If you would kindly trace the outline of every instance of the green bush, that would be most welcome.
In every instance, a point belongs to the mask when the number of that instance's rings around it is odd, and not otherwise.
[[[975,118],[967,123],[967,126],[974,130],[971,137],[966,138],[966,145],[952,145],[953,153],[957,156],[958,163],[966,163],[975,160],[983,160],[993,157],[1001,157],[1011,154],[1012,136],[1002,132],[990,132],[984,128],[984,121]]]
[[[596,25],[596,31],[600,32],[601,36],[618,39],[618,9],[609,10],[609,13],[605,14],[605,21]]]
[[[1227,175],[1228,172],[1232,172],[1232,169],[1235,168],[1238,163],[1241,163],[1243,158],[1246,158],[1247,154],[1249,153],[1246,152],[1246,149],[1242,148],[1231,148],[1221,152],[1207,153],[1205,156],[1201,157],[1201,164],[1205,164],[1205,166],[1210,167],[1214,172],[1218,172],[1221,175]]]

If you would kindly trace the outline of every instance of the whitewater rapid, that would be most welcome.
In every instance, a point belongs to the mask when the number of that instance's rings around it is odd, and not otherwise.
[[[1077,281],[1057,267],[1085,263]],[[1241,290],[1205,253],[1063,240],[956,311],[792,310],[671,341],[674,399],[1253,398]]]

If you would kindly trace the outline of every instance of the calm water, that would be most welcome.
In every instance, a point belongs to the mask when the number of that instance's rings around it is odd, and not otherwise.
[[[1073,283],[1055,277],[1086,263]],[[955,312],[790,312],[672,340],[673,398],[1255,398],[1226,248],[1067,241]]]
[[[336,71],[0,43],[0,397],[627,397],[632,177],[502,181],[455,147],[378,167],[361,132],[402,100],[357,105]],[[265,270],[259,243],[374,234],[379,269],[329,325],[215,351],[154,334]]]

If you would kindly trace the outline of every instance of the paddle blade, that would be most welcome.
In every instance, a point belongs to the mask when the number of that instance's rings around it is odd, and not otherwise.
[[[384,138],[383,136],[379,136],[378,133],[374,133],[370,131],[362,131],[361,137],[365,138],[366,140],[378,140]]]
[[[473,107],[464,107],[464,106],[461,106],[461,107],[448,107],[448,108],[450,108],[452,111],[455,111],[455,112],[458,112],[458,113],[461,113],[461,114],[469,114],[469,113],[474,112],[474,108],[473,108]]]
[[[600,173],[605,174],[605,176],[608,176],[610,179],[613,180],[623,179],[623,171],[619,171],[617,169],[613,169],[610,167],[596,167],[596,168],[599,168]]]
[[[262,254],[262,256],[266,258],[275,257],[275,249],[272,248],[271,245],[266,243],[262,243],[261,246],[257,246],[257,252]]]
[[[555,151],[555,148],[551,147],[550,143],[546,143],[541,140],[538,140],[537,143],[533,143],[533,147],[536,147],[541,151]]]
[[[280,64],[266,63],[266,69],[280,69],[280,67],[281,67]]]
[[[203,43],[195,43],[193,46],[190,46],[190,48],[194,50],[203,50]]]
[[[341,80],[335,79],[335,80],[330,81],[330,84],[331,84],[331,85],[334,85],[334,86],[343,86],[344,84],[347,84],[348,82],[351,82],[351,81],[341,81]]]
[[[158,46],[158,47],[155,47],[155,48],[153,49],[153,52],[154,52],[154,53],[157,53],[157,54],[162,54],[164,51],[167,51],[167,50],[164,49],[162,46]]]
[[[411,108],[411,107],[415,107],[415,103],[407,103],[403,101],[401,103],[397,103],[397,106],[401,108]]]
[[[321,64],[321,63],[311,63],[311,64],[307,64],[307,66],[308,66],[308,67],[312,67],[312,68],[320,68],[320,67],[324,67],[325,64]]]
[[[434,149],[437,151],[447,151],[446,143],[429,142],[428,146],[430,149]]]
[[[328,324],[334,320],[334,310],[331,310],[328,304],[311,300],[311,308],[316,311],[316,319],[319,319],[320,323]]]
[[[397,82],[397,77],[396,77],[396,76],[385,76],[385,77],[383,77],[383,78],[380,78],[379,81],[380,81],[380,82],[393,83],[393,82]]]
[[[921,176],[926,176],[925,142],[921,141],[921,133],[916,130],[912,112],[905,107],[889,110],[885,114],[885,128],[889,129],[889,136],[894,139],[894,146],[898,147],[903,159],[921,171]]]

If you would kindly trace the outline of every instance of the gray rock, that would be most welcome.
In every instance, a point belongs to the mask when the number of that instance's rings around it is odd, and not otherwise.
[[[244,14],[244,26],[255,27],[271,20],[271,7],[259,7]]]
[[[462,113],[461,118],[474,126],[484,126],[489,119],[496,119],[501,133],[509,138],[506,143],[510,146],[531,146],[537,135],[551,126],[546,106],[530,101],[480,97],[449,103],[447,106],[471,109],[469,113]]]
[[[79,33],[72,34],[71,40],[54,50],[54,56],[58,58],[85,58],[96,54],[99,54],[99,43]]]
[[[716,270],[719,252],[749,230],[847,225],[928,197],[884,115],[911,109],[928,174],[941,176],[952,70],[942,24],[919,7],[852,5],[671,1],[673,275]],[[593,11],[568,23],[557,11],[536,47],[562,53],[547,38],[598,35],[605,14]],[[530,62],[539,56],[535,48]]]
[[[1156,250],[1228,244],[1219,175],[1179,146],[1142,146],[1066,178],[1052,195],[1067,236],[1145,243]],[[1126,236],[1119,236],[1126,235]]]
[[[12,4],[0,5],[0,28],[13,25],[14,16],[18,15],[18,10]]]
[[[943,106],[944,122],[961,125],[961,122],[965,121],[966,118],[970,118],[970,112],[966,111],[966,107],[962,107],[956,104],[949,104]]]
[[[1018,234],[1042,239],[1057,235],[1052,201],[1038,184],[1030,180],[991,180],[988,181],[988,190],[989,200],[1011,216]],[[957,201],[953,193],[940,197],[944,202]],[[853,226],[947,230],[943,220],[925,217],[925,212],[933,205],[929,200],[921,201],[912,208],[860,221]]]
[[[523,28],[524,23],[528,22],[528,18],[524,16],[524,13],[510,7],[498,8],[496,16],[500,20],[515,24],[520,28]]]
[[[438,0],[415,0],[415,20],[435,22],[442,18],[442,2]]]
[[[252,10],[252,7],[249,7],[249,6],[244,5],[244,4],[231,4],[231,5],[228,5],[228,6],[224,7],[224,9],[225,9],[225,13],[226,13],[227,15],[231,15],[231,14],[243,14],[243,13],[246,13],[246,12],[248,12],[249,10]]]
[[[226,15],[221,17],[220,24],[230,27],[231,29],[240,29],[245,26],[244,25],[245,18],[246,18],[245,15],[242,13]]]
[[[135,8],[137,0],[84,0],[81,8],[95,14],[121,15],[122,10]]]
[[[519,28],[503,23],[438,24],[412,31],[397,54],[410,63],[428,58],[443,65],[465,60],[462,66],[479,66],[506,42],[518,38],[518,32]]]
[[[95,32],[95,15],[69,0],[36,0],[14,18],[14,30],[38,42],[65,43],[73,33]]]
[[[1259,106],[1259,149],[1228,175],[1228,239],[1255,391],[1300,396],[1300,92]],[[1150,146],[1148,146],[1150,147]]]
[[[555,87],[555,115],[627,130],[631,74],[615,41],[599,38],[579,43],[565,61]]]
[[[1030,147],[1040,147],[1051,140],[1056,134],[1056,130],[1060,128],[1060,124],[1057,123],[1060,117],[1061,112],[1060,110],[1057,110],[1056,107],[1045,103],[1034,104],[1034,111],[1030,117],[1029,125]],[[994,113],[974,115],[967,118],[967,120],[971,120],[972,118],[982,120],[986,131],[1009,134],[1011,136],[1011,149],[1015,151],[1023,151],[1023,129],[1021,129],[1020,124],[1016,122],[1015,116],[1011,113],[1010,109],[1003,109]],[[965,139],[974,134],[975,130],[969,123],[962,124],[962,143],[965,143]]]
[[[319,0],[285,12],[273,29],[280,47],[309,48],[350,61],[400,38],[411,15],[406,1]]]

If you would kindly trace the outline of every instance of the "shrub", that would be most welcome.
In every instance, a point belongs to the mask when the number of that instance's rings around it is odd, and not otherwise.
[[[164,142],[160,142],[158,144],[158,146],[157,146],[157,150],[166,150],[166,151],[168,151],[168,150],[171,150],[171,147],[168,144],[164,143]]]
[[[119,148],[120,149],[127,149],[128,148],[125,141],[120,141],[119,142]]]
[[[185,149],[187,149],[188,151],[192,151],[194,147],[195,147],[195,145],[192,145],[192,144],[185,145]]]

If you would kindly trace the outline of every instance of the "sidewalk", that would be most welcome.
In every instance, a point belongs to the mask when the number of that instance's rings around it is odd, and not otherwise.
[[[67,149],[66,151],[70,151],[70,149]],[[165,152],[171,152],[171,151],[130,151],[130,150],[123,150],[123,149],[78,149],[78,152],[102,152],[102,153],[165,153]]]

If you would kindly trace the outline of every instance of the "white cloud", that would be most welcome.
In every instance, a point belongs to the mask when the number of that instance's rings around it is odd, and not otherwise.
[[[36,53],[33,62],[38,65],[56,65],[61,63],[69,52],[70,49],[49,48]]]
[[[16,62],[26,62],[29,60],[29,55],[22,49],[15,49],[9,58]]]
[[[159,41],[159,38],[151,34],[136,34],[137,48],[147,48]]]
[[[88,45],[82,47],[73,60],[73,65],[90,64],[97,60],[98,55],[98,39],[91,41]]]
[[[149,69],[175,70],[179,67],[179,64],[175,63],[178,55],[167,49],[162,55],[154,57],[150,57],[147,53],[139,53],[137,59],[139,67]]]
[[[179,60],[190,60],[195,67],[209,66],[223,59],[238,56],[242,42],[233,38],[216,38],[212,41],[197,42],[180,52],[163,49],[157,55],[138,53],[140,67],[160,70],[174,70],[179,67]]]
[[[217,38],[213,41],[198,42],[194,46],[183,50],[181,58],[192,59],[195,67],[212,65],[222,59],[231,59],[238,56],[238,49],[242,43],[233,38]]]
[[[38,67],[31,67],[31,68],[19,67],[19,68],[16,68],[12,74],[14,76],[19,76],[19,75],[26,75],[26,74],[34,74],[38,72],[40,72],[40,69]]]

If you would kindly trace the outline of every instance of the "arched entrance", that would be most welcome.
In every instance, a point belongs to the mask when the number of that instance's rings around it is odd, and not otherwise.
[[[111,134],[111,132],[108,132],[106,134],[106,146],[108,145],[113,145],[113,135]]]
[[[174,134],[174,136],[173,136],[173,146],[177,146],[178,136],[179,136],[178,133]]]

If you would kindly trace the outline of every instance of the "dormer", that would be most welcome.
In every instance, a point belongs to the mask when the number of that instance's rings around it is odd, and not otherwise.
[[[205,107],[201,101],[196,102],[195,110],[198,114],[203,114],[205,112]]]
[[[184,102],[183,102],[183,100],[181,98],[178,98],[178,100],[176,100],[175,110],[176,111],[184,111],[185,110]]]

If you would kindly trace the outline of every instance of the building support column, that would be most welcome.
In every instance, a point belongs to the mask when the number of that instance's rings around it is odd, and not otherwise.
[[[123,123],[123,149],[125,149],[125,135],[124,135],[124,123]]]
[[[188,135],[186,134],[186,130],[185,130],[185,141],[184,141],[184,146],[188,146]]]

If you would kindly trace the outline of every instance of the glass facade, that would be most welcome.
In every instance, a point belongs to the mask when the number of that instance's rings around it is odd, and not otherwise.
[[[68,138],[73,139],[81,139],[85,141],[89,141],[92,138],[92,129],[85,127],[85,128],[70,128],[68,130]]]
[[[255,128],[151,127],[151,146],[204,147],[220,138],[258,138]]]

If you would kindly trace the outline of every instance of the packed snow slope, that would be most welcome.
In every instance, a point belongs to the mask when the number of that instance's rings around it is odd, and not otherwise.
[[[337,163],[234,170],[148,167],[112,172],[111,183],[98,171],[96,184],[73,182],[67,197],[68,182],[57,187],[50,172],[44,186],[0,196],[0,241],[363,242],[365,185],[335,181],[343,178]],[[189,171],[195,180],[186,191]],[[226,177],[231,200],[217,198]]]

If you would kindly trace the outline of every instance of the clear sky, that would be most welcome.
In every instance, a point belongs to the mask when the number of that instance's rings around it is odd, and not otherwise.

Problem details:
Quote exactly the line containing "slope, that would be most welcome." and every later line through the end of the listing, and no other lines.

Response area:
If you would kindly trace the outline of every instance of the packed snow slope, that would be most welcome.
In every instance, a point belongs to the mask when the number of that instance's rings around it is odd, and not otherwise.
[[[337,163],[234,170],[148,167],[112,172],[111,183],[98,171],[96,184],[73,182],[67,197],[68,182],[57,187],[50,172],[44,186],[0,196],[0,241],[363,242],[365,185],[335,181],[343,178]],[[189,171],[195,180],[186,191]],[[226,177],[231,200],[217,198]]]

If you would kindly trace the outline of every instance of the clear sky, that would be most welcome.
In every instance, a point belongs to the mask when the number of that instance's rings around it is odd, and not otherwise.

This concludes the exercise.